#### Task material
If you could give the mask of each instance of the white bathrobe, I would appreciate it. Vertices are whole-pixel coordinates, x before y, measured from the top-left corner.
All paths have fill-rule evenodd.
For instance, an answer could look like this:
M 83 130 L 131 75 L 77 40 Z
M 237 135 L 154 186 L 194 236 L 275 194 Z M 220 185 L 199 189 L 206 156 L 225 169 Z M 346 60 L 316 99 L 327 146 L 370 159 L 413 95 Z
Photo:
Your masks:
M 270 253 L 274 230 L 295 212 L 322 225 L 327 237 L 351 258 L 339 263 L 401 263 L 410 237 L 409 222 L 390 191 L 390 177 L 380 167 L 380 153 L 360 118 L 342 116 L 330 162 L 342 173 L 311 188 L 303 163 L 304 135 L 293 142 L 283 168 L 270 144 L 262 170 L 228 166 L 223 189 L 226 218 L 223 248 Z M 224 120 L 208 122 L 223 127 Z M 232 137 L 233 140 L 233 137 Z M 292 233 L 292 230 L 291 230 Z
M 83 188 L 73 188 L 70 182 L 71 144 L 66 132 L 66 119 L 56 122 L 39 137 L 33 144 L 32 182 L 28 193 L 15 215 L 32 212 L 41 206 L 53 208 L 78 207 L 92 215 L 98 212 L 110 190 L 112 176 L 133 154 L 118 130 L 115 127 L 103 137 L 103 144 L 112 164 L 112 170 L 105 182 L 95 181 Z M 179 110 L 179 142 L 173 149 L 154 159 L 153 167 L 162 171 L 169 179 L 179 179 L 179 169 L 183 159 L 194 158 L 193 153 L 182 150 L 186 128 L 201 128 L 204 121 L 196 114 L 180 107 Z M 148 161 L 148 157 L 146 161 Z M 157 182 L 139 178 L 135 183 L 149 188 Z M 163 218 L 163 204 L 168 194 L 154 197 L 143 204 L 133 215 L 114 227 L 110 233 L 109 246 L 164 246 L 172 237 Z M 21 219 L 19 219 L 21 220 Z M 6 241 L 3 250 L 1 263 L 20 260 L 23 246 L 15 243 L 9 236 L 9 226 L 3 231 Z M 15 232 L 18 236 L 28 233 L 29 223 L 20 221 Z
########
▶ _What the task asks_:
Reproduce the items above with "white bathrobe" switched to "white towel" and every other part left untouched.

▶ _Solution to the problem_:
If you could give the mask of each instance of the white towel, I would appreciate it. Vertices are whole-pixel coordinates, x before y, measured from the top-left corner.
All paths have fill-rule evenodd.
For instance, an answer could look like this:
M 83 130 L 131 75 L 77 40 Z
M 237 135 L 154 186 L 194 236 L 275 194 Z M 220 185 L 199 189 L 206 156 L 225 169 Z M 346 60 L 316 99 L 327 146 L 370 159 L 413 95 Z
Photo:
Your masks:
M 270 253 L 274 230 L 295 212 L 322 225 L 327 237 L 351 258 L 339 263 L 401 263 L 410 237 L 409 222 L 390 191 L 390 177 L 380 167 L 380 153 L 360 118 L 342 116 L 330 162 L 342 173 L 311 188 L 303 163 L 304 135 L 293 142 L 283 168 L 270 144 L 262 170 L 228 166 L 223 189 L 226 218 L 223 248 Z M 224 120 L 208 122 L 223 127 Z M 232 137 L 233 140 L 233 137 Z M 292 233 L 292 230 L 291 230 Z
M 83 188 L 73 188 L 70 182 L 71 144 L 66 132 L 66 119 L 56 122 L 39 137 L 33 144 L 32 182 L 28 193 L 15 215 L 32 212 L 41 206 L 53 208 L 78 207 L 92 215 L 98 212 L 110 190 L 112 176 L 133 154 L 118 130 L 115 127 L 103 137 L 103 144 L 112 164 L 112 170 L 105 182 L 95 181 Z M 179 110 L 179 142 L 173 149 L 154 159 L 153 167 L 162 171 L 169 179 L 179 179 L 179 169 L 183 159 L 194 158 L 193 153 L 182 150 L 186 128 L 201 128 L 204 121 L 196 114 L 180 107 Z M 148 161 L 148 157 L 146 161 Z M 157 182 L 139 178 L 135 183 L 149 188 Z M 163 218 L 163 204 L 168 194 L 154 197 L 143 204 L 133 215 L 114 227 L 110 233 L 109 246 L 164 246 L 172 237 Z M 21 219 L 19 219 L 21 220 Z M 6 241 L 3 250 L 1 263 L 20 260 L 23 246 L 15 243 L 9 236 L 9 226 L 3 231 Z M 15 232 L 18 236 L 28 233 L 29 223 L 20 221 Z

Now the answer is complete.